— Begin Quoted passage —

A two-page spread from the manga featuring Vash and Wolfwood.

The manga is a different beast

The early parts of the manga aren’t bad, but they’re messy.

For those unaware, Yasuhiro Nightow’s original Trigun manga only ran for 20 chapters before the shounen magazine it was published in came to an end. The series would soon pick up where it left off as a seinen manga with more mature content under the new title Trigun Maximum, which would continue to run for about 100 chapters from 1997 all the way to 2007. This timeline means the 1998 anime was produced when less than a quarter of the manga’s total story had been written, which is why it expands on early events and eventually diverges from its source material in a similar manner to the original Fullmetal Alchemist anime.

— End Quoted passage —
— Begin Provided data —

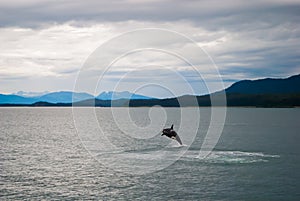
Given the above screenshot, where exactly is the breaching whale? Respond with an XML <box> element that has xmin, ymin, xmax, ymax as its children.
<box><xmin>161</xmin><ymin>124</ymin><xmax>182</xmax><ymax>145</ymax></box>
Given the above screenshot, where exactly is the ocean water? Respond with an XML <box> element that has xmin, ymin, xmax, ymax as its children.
<box><xmin>0</xmin><ymin>108</ymin><xmax>300</xmax><ymax>200</ymax></box>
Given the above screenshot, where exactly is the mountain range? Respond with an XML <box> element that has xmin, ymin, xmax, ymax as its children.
<box><xmin>0</xmin><ymin>91</ymin><xmax>151</xmax><ymax>104</ymax></box>
<box><xmin>0</xmin><ymin>74</ymin><xmax>300</xmax><ymax>107</ymax></box>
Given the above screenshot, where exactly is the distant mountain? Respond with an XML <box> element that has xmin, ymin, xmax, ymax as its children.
<box><xmin>225</xmin><ymin>74</ymin><xmax>300</xmax><ymax>94</ymax></box>
<box><xmin>38</xmin><ymin>91</ymin><xmax>94</xmax><ymax>103</ymax></box>
<box><xmin>0</xmin><ymin>91</ymin><xmax>94</xmax><ymax>104</ymax></box>
<box><xmin>12</xmin><ymin>91</ymin><xmax>49</xmax><ymax>97</ymax></box>
<box><xmin>0</xmin><ymin>94</ymin><xmax>37</xmax><ymax>104</ymax></box>
<box><xmin>0</xmin><ymin>91</ymin><xmax>152</xmax><ymax>104</ymax></box>
<box><xmin>0</xmin><ymin>75</ymin><xmax>300</xmax><ymax>107</ymax></box>
<box><xmin>96</xmin><ymin>91</ymin><xmax>153</xmax><ymax>100</ymax></box>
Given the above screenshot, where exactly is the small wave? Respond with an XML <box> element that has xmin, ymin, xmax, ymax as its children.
<box><xmin>180</xmin><ymin>151</ymin><xmax>280</xmax><ymax>164</ymax></box>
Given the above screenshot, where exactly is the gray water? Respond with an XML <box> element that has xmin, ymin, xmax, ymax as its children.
<box><xmin>0</xmin><ymin>108</ymin><xmax>300</xmax><ymax>200</ymax></box>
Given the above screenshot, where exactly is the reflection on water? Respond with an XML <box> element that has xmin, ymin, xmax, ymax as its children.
<box><xmin>0</xmin><ymin>108</ymin><xmax>300</xmax><ymax>200</ymax></box>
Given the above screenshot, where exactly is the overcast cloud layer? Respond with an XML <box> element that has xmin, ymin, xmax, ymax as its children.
<box><xmin>0</xmin><ymin>0</ymin><xmax>300</xmax><ymax>96</ymax></box>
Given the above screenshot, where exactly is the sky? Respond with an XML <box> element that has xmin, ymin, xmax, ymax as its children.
<box><xmin>0</xmin><ymin>0</ymin><xmax>300</xmax><ymax>97</ymax></box>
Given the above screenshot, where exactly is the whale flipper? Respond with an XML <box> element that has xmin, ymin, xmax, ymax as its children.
<box><xmin>175</xmin><ymin>135</ymin><xmax>182</xmax><ymax>145</ymax></box>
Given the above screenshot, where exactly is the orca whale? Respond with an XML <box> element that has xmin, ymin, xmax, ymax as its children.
<box><xmin>161</xmin><ymin>124</ymin><xmax>182</xmax><ymax>145</ymax></box>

— End Provided data —

» **List of tasks**
A. Reproduce the Trigun manga passage starting with "For those unaware, Yasuhiro" and going on through "Fullmetal Alchemist anime.".
B. Answer these questions on the Trigun manga passage.
(i) For how many chapters did the original Trigun manga run?
(ii) Under what title did the series continue as a seinen manga?
(iii) To which anime's divergence from its source material is the 1998 anime compared?
C. Resume the Trigun manga passage from the point where it stops.
The entries have no connection to the Trigun manga passage.

» **Results by task**
A.
For those unaware, Yasuhiro Nightow’s original Trigun manga only ran for 20 chapters before the shounen magazine it was published in came to an end. The series would soon pick up where it left off as a seinen manga with more mature content under the new title Trigun Maximum, which would continue to run for about 100 chapters from 1997 all the way to 2007. This timeline means the 1998 anime was produced when less than a quarter of the manga’s total story had been written, which is why it expands on early events and eventually diverges from its source material in a similar manner to the original Fullmetal Alchemist anime.

B.
(i) 20 chapters.
(ii) Trigun Maximum.
(iii) The original Fullmetal Alchemist anime.

C.
I’m unsure if Nightow knew that the magazine would be ending months in advance and decided to speed up the plot, or if he was just another mangaka throwing shit at the wall early on to see what his readers liked, but either way, the initial 20-chapter Trigun manga moves at a breakneck pace. It’s always jumping from fight to fight, introducing new characters and plot hooks, and escalating the stakes extremely quickly, especially compared to the anime. Knowing that the series was never hugely popular in Japan, you can almost see Nightow panicking and deciding to dilute the western vibes ASAP, amping up the sci-fi elements, the angelic imagery, and Vash’s fated rivalry with Knives. It ends up feeling closer to Guilty Gear than a Sergio Leone movie. Lots of reveals from the back half of the anime occur earlier in the manga to get to these elements more quickly. Vash gets his first flashback to Rem and Knives on the colony ships as early as chapter 7, and he’s then shown communing with an angelic Plant and sprouting wings of his own in chapter 9. Legato and the Gung-Ho Guns are set up as long-term villains serving under Knives in chapter 13, and then Vash is already facing Knives and awakening his Angel Arm in chapter 20. And it somehow keeps escalating from there throughout Maximum's 14 volumes!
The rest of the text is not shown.